--- GIVEN RECORDS ---

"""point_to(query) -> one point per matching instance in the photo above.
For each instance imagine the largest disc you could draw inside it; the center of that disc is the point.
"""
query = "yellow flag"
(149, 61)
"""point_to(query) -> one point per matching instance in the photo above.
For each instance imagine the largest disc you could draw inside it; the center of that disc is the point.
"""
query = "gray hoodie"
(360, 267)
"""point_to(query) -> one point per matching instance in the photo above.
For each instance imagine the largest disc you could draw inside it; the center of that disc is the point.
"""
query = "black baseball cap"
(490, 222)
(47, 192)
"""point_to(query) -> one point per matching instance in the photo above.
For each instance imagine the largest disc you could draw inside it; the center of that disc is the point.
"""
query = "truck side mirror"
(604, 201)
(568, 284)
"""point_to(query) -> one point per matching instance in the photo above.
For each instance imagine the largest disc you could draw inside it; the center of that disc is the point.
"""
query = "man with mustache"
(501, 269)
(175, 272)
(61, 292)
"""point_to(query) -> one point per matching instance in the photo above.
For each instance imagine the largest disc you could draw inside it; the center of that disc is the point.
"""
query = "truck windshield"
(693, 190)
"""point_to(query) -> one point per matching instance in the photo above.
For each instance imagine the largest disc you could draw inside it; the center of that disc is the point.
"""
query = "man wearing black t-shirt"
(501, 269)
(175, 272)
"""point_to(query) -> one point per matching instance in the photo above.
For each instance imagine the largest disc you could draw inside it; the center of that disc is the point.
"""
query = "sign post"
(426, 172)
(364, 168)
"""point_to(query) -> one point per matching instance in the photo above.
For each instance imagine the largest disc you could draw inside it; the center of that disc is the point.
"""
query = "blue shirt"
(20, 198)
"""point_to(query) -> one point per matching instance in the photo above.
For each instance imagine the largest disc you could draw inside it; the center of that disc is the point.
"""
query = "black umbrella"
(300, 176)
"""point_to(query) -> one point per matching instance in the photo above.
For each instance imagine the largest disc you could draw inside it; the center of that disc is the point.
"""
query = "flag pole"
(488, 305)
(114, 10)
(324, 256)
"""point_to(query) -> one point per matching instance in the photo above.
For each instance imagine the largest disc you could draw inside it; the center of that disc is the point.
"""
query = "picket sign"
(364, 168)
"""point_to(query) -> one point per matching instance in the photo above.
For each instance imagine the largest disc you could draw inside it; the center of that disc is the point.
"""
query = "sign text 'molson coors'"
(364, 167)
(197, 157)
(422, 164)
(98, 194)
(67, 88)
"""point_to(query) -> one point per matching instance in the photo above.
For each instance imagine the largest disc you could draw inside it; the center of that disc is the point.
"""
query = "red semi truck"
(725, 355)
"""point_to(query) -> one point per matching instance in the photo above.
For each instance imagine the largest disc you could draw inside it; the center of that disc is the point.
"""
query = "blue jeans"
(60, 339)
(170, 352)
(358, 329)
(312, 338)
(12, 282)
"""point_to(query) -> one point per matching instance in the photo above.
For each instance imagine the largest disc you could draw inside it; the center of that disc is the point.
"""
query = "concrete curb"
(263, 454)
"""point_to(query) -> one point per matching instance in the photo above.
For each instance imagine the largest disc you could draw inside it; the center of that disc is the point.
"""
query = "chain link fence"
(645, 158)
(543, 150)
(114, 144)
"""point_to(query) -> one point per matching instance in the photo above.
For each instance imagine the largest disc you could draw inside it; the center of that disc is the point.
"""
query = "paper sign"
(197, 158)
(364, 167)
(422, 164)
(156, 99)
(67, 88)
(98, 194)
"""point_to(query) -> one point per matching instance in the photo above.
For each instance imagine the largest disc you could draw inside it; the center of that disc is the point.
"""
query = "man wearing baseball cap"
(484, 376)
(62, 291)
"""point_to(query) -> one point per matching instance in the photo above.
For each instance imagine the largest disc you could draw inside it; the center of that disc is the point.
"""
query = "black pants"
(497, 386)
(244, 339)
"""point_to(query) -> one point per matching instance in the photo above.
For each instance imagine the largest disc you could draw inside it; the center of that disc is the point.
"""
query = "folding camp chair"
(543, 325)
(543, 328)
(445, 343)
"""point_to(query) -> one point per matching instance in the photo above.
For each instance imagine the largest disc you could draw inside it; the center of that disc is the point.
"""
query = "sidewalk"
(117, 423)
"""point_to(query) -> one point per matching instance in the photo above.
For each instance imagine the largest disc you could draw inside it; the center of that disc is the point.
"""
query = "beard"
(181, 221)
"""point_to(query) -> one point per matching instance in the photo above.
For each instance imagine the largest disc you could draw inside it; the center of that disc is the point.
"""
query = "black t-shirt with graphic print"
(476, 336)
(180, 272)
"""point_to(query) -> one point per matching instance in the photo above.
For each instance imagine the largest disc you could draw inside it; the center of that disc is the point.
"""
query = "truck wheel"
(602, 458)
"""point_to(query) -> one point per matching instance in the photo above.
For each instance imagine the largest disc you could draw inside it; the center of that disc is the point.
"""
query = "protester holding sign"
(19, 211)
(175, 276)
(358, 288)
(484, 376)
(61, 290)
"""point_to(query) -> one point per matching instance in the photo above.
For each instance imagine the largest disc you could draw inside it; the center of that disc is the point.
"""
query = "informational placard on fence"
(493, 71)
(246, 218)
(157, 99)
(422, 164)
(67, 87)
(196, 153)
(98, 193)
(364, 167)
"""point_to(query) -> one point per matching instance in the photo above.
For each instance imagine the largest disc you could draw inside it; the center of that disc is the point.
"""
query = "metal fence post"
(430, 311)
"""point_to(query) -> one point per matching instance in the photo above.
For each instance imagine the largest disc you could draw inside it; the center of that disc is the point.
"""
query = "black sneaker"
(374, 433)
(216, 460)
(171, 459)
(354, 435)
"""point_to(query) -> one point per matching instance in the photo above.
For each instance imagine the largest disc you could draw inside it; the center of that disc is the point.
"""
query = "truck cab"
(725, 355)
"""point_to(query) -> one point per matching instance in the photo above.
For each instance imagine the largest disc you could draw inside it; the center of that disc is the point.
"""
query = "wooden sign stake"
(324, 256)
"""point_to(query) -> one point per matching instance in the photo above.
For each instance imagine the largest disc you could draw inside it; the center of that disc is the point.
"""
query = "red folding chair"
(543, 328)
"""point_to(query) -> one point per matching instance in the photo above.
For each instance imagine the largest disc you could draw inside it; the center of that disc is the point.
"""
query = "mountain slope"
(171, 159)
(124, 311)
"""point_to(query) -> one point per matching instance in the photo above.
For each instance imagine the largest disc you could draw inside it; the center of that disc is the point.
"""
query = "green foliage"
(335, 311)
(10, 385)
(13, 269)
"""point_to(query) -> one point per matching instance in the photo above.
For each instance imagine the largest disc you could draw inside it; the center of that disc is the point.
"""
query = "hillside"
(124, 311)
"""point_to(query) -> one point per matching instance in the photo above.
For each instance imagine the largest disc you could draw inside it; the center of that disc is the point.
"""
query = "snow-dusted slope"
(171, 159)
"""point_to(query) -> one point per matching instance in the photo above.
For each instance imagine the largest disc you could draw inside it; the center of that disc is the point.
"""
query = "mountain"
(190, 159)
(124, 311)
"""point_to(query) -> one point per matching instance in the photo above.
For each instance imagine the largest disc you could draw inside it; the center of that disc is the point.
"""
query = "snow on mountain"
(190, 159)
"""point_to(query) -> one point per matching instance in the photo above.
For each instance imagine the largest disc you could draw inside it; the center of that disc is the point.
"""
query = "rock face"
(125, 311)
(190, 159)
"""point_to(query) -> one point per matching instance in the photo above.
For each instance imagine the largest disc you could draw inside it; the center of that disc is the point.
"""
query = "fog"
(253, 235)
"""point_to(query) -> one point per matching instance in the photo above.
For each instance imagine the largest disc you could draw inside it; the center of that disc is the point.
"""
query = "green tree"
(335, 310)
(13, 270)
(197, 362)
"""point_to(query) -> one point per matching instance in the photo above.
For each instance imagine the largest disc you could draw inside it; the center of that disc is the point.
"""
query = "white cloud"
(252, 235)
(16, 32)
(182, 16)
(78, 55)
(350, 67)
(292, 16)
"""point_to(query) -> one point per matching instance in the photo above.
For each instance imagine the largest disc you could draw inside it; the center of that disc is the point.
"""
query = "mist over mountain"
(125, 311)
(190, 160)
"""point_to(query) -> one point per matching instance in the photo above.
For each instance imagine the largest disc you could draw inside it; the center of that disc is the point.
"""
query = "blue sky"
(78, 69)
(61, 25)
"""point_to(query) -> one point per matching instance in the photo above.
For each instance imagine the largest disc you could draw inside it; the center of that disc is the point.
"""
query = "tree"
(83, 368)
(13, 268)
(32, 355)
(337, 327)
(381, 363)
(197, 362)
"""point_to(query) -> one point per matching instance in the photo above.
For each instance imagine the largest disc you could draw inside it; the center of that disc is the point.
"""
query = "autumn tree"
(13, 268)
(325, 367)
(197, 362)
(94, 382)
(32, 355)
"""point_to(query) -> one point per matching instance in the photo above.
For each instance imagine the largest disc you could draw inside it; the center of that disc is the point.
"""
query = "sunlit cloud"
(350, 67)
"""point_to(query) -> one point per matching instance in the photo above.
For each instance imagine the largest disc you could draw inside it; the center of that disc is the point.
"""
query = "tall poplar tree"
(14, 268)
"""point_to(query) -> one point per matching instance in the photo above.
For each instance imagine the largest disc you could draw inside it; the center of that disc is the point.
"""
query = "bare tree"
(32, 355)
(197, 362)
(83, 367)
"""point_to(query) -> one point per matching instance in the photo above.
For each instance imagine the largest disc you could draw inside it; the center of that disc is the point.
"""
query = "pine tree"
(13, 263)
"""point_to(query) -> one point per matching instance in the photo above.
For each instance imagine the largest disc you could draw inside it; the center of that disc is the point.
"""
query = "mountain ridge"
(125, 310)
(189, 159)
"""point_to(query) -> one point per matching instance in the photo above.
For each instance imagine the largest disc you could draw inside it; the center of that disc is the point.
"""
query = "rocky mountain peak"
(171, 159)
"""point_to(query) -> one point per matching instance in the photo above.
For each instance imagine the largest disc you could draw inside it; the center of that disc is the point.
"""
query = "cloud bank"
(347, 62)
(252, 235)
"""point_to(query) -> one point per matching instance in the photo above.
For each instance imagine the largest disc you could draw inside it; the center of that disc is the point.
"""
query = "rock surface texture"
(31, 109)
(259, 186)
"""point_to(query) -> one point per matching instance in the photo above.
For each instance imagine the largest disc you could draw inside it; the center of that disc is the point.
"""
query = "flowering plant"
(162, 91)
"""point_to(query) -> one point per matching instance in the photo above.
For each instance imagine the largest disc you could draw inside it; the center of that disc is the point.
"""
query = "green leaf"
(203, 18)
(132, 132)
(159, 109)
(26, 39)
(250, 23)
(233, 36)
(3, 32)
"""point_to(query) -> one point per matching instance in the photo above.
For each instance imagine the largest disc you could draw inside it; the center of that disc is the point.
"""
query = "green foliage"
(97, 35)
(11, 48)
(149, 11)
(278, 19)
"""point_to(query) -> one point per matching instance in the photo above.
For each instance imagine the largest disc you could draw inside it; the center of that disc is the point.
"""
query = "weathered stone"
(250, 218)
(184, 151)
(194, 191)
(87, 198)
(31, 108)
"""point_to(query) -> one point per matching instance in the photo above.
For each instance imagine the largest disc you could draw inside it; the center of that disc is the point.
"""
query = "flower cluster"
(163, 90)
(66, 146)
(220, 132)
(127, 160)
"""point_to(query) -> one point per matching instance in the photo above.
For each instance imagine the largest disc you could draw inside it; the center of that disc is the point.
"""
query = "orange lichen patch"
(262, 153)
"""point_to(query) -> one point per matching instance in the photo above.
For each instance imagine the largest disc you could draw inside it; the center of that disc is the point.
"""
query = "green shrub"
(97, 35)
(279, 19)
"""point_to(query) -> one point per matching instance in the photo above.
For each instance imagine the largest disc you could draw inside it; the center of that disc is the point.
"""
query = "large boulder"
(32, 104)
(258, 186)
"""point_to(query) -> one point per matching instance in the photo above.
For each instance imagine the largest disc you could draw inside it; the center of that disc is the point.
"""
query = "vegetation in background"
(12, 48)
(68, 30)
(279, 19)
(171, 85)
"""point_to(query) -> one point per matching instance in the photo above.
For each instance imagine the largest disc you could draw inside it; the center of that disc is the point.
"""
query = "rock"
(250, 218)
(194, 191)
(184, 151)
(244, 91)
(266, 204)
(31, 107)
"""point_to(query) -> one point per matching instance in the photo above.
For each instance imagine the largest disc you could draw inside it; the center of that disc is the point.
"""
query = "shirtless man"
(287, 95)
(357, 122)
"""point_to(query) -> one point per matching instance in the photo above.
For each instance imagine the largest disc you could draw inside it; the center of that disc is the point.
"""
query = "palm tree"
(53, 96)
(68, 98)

---

- SET PROBLEM
Find every line in the records above that contains the word "snow", paying attention to case, and copy each one.

- OUTPUT OF THE TASK
query = "snow-dusted slope"
query = "snow on mountain"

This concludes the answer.